— begin Data for this task —
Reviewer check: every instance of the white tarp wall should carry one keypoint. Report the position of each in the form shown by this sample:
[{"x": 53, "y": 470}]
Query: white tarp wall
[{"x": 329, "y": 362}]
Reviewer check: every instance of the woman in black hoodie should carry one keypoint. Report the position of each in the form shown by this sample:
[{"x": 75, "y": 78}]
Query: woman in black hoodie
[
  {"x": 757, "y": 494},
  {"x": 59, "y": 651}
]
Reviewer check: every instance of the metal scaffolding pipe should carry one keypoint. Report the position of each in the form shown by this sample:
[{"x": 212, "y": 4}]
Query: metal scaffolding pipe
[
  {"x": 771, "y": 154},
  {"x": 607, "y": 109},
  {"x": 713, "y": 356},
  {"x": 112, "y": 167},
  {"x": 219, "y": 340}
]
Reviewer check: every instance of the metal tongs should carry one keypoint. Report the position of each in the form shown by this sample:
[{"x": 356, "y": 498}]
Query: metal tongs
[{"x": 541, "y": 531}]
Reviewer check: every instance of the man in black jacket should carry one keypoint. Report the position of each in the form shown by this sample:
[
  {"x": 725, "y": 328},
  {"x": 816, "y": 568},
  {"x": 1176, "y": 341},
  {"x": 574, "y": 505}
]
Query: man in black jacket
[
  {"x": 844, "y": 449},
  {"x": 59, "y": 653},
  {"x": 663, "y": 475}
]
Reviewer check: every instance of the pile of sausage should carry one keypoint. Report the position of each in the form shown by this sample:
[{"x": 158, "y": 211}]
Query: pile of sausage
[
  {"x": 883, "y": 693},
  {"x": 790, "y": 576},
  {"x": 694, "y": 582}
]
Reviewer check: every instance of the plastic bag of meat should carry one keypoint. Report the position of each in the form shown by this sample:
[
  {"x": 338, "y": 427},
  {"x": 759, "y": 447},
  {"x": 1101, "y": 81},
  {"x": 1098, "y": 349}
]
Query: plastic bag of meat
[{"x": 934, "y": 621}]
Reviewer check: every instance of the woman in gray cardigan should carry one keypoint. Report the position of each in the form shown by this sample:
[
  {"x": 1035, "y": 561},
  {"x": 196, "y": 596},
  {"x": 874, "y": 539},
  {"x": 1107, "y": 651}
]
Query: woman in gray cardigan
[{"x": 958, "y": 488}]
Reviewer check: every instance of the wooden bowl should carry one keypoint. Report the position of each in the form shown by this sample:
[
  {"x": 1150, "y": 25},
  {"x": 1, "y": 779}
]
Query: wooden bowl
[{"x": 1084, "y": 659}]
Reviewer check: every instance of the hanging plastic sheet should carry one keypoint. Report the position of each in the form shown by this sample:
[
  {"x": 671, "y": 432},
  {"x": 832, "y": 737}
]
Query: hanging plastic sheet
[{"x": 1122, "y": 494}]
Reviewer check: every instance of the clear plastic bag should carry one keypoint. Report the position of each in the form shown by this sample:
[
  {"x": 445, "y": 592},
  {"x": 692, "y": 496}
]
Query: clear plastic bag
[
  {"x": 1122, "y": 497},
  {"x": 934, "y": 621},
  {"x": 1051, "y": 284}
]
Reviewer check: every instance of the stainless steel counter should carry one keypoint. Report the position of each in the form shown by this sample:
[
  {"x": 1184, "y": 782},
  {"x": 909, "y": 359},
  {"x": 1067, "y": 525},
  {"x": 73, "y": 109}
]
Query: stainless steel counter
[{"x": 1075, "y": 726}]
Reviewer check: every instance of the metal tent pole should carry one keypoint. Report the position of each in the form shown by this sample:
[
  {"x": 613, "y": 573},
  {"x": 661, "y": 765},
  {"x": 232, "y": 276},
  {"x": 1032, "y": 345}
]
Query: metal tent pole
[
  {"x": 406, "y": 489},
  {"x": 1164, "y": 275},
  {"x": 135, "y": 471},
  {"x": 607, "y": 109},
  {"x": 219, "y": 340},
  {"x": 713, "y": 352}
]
— end Data for this task —
• Written instruction: Repeat the data precisely, reproducing every entry.

• Result for this task:
Reviewer check: every instance of the white tarp wall should carry one keypoint. Report the position of each in the form shown by this sample:
[{"x": 53, "y": 470}]
Query: white tarp wall
[{"x": 329, "y": 362}]
Reviewer check: every instance of the woman in black hoodie should carry one keypoint. Report the position of each in the form shown by this sample:
[{"x": 75, "y": 78}]
Query: woman in black hoodie
[
  {"x": 757, "y": 494},
  {"x": 59, "y": 651}
]
Reviewer check: every instance of the metal scaffolding pipe should carry one keypoint. Report the position of each in the form shown by this sample:
[{"x": 212, "y": 4}]
Query: metal scaffolding pipe
[
  {"x": 771, "y": 154},
  {"x": 607, "y": 109},
  {"x": 713, "y": 356},
  {"x": 112, "y": 167},
  {"x": 219, "y": 340}
]
Reviewer check: every instance of the metal tongs should carry one keypoint. Report the position of each in the form shown by this sample:
[{"x": 356, "y": 498}]
Query: metal tongs
[{"x": 541, "y": 531}]
Reviewer check: every instance of the man in black jacket should carry one keypoint. Report the position of each in the form shown by this sample:
[
  {"x": 725, "y": 328},
  {"x": 816, "y": 568},
  {"x": 1176, "y": 341},
  {"x": 574, "y": 505}
]
Query: man in black jacket
[
  {"x": 844, "y": 449},
  {"x": 59, "y": 653},
  {"x": 663, "y": 475}
]
Reviewer check: every instance of the pile of sausage should carry one keypoint. Report the position of each in the form shown by this sample:
[{"x": 158, "y": 211}]
Query: pile of sausage
[
  {"x": 883, "y": 693},
  {"x": 790, "y": 576},
  {"x": 694, "y": 582}
]
Reviewer check: every instance of the plastic bag of meat should carry one keypoint. Report the position of each in the form shown by this sample:
[
  {"x": 338, "y": 427},
  {"x": 759, "y": 447},
  {"x": 1101, "y": 81},
  {"x": 1098, "y": 349}
]
Query: plastic bag of meat
[{"x": 934, "y": 621}]
Reviewer check: every instance of the woman in gray cardigan should carry one keypoint. Report the position of each in the form shown by this sample:
[
  {"x": 1035, "y": 561},
  {"x": 196, "y": 596},
  {"x": 874, "y": 539},
  {"x": 1107, "y": 651}
]
Query: woman in gray cardigan
[{"x": 958, "y": 488}]
Reviewer check: every instance of the wooden bowl should carry one keypoint. Report the position of each in the form shown by this sample:
[
  {"x": 1150, "y": 25},
  {"x": 1, "y": 779}
]
Query: wooden bowl
[{"x": 1084, "y": 659}]
Reviewer check: every instance of the hanging plastic sheet should carry one keypoint. Report the position of each in the form shown by this sample:
[
  {"x": 671, "y": 432},
  {"x": 832, "y": 737}
]
Query: hanging plastic sheet
[{"x": 1122, "y": 494}]
Reviewer check: every instance of the clear plastic bag should carry one keypoint. Report the position of each in the form shown by this sample:
[
  {"x": 445, "y": 592},
  {"x": 692, "y": 496}
]
Query: clear plastic bag
[
  {"x": 1122, "y": 497},
  {"x": 934, "y": 621},
  {"x": 1051, "y": 284}
]
Reviewer check: every instance of the stainless steel counter should carry one keypoint. Report the position of each in the form shown by this sample:
[
  {"x": 1184, "y": 782},
  {"x": 909, "y": 359},
  {"x": 1067, "y": 525},
  {"x": 73, "y": 109}
]
Query: stainless steel counter
[{"x": 1075, "y": 726}]
Reviewer check: every instance of the metal tent pole should carry one keypoint. Report the position of each in the form shown by this sample:
[
  {"x": 613, "y": 573},
  {"x": 661, "y": 765},
  {"x": 232, "y": 276},
  {"x": 1032, "y": 345}
]
Query: metal tent pole
[
  {"x": 406, "y": 489},
  {"x": 1164, "y": 275},
  {"x": 135, "y": 471},
  {"x": 607, "y": 109},
  {"x": 219, "y": 340},
  {"x": 713, "y": 352}
]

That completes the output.